## Tasks for this exercise
1) List every figure written in digits in the homily below, with the words it goes with.
2) Using the homily below, answer yes or no for each statement and quote the words that decide it. (a) This year the feast falls on a Saturday. (b) The manna fed the Israelites for 40 years. (c) God ordered Moses to make a serpent of gold.

======== Quoted text

This feast falls on September 14, this Sunday; so it replaces the normal Sunday readings for the 23rd Sunday of the year.
This feast likely gets its name from our second reading today, St. Paul’s Epistle to the Philippians, where he tells us that
“Christ Jesus, though He was … God [the Second Person of the Trinity], emptied Himself, taking the form of a slave, coming in human likeness” – in other words, the divinity of Jesus was not visible to men; it was hidden under the veil of His humanity.
Continuing, St. Paul says that Jesus “humbled Himself, becoming obedient unto death, even death on the cross. [And] because of this, God greatly exalted Him, and bestowed on Him the name that is above every [other] name” – that is, Jesus, which means “God saves.”
Yes, it was through His suffering and death on the Cross that Jesus, the Eternal Son of God – who had taken flesh in Mary’s womb – redeemed us, and saved us from our sins; saved us from eternal death, eternal separation from God.
That our Savior, Jesus Christ, would suffer and die on the Cross was foretold and revealed in a mysterious manner back at the time of Moses.
While they were wandering through the desert, God’s Chosen People, the Israelites, whom He had led out of slavery in Egypt, complained against God and Moses, saying “we are disgusted with his wretched food” – i.e., manna, a bread-like substance.
In punishment God sent seraph (or fiery) serpents (like snakes) among them; when they were bitten they would die from the poisonous venom. This caused the people to repent; and they asked Moses to pray/intercede with God on their behalf to take the serpents away.
God ordered Moses to fashion a bronze serpent and mount it on a pole – which we believe was in the shape of a cross – and whenever anyone who had been bitten by the serpent look at the bronze serpent mounted on the pole, they would be saved from death.
We know that the bronze serpent mounted on the pole was a type or foreshadowing of Jesus Christ, who was affixed to the Cross by three nails. In fact Jesus Himself says this in His conversation with Nicodemus, as related in today’s Gospel from St. John.
Jesus says: “Just as Moses lifted up the serpent in the desert, so must the Son of Man be lifted up, so that everyone who believes in him may have eternal life.”
The Fathers of the Church and great Saints of antiquity tell us that just as the bronze serpent was without venom, so Jesus was without sin;
and just as all who looked on the bronze serpent mounted on the pole with faith would be saved from physical death, so those who look with faith upon Christ held high on the Cross, believing that He is the Son of God made man who died for our sins, will be saved from spiritual death.
In his conversation with Nicodemus, Jesus goes on to tell us God the Father’s motive for sending His Son to die on the Cross for us: Love:
“God so loved the world that he gave his only Son, so that everyone who believes in him might not perish but might have eternal life . . . that the world might be saved through him.”
Now, back to the manna. Like I said, it was a bread-like substance sent by God which the Israelites would find on the surface of the ground every morning while they wandered through the desert. It fed them for 40 years.

================
======== Data rows

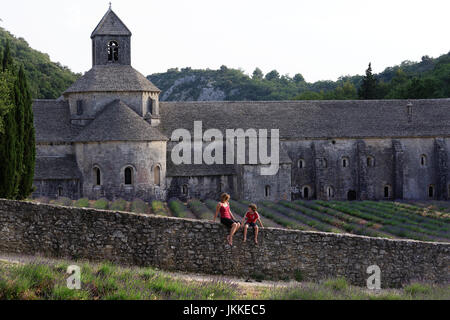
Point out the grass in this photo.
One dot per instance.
(101, 203)
(139, 206)
(178, 208)
(118, 205)
(81, 203)
(201, 210)
(159, 208)
(46, 280)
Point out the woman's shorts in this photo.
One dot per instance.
(228, 222)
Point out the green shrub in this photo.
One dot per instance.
(139, 206)
(415, 289)
(118, 204)
(178, 208)
(63, 201)
(200, 210)
(101, 204)
(158, 208)
(82, 203)
(339, 284)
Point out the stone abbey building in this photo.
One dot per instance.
(108, 135)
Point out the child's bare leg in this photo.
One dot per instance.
(256, 234)
(234, 227)
(245, 232)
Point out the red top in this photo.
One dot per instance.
(251, 216)
(225, 211)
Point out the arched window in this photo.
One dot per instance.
(128, 175)
(97, 176)
(306, 193)
(79, 107)
(345, 162)
(351, 195)
(267, 191)
(423, 160)
(387, 191)
(330, 192)
(321, 162)
(113, 51)
(431, 191)
(157, 176)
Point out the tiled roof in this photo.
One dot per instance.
(118, 122)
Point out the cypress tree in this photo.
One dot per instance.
(28, 143)
(368, 89)
(7, 61)
(17, 149)
(8, 155)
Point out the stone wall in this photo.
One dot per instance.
(199, 246)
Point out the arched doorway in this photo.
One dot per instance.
(351, 195)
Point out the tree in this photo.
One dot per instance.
(17, 145)
(299, 78)
(29, 143)
(368, 89)
(272, 75)
(257, 74)
(7, 57)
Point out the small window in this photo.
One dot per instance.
(97, 176)
(431, 191)
(128, 175)
(345, 162)
(387, 191)
(321, 162)
(113, 51)
(330, 192)
(267, 191)
(150, 106)
(423, 160)
(79, 107)
(306, 193)
(157, 176)
(301, 163)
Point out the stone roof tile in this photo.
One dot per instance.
(112, 78)
(118, 122)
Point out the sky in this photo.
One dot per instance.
(321, 39)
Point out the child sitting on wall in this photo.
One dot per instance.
(251, 218)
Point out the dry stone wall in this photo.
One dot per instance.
(199, 246)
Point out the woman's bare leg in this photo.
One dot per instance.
(234, 228)
(245, 232)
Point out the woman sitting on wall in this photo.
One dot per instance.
(226, 217)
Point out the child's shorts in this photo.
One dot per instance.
(228, 222)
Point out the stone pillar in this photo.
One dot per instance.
(397, 179)
(440, 156)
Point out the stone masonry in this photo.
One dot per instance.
(200, 246)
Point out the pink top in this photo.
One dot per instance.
(225, 211)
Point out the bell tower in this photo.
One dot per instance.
(111, 41)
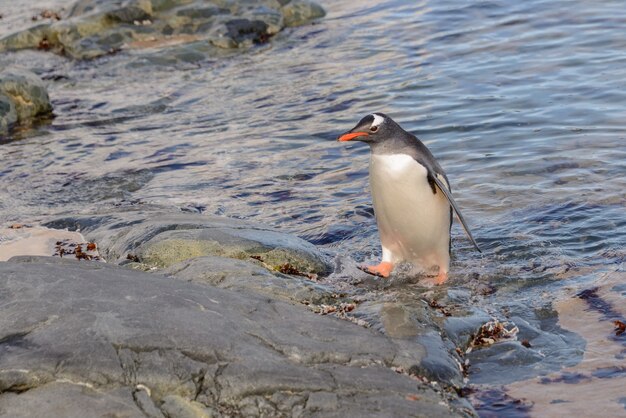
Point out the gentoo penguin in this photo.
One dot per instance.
(412, 198)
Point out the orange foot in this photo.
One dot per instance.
(435, 280)
(441, 277)
(381, 270)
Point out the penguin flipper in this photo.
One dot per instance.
(448, 196)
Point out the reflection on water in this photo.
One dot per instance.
(521, 102)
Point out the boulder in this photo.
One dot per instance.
(93, 339)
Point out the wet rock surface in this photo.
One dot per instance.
(94, 28)
(116, 341)
(157, 238)
(23, 99)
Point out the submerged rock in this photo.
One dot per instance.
(157, 239)
(23, 98)
(95, 27)
(92, 336)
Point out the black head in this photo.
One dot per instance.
(372, 129)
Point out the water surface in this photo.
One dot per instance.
(521, 102)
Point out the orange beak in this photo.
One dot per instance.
(351, 135)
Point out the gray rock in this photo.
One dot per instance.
(159, 239)
(23, 98)
(95, 27)
(232, 274)
(92, 339)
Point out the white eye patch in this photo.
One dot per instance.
(378, 120)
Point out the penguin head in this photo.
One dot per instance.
(372, 129)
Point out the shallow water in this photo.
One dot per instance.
(522, 104)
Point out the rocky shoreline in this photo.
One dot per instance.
(204, 334)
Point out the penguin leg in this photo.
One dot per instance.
(441, 277)
(384, 268)
(381, 270)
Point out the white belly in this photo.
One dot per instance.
(414, 223)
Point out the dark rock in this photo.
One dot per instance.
(93, 337)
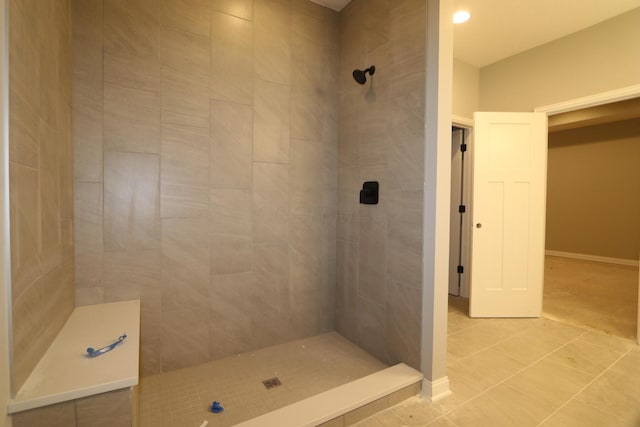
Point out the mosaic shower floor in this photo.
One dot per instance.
(305, 367)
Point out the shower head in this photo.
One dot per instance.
(361, 76)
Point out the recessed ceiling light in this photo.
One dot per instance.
(461, 16)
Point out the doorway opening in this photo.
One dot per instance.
(593, 207)
(625, 112)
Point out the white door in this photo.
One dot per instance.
(509, 198)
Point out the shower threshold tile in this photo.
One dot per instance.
(305, 368)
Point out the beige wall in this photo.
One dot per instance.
(466, 89)
(593, 195)
(205, 137)
(598, 59)
(382, 139)
(40, 177)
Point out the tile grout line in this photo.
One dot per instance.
(585, 387)
(496, 343)
(512, 375)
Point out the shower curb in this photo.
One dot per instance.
(346, 404)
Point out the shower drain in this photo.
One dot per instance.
(272, 382)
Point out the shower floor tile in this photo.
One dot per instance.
(305, 367)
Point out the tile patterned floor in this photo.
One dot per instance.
(597, 295)
(305, 368)
(528, 372)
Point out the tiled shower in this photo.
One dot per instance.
(219, 147)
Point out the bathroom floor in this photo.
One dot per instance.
(599, 296)
(528, 372)
(306, 367)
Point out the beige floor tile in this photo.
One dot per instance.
(615, 392)
(416, 411)
(578, 292)
(585, 356)
(477, 338)
(549, 384)
(442, 422)
(484, 369)
(579, 414)
(608, 341)
(539, 341)
(502, 406)
(305, 367)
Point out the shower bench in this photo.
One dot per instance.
(68, 389)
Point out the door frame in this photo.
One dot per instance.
(594, 100)
(467, 125)
(616, 95)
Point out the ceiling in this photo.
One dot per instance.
(502, 28)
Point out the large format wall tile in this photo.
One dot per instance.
(270, 202)
(271, 122)
(206, 211)
(131, 120)
(185, 264)
(89, 242)
(131, 201)
(231, 145)
(186, 15)
(381, 138)
(272, 20)
(231, 58)
(184, 172)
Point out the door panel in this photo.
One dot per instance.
(509, 195)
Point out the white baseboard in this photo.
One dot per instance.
(594, 258)
(437, 390)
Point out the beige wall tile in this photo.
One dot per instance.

================

## Answers
1)
- September 14 (the date the feast falls on)
- 23rd (the 23rd Sunday of the year)
- 40 (the manna fed the Israelites for 40 years)

2)
(a) No: "This feast falls on September 14, this Sunday"
(b) Yes: "It fed them for 40 years."
(c) No: "God ordered Moses to fashion a bronze serpent and mount it on a pole"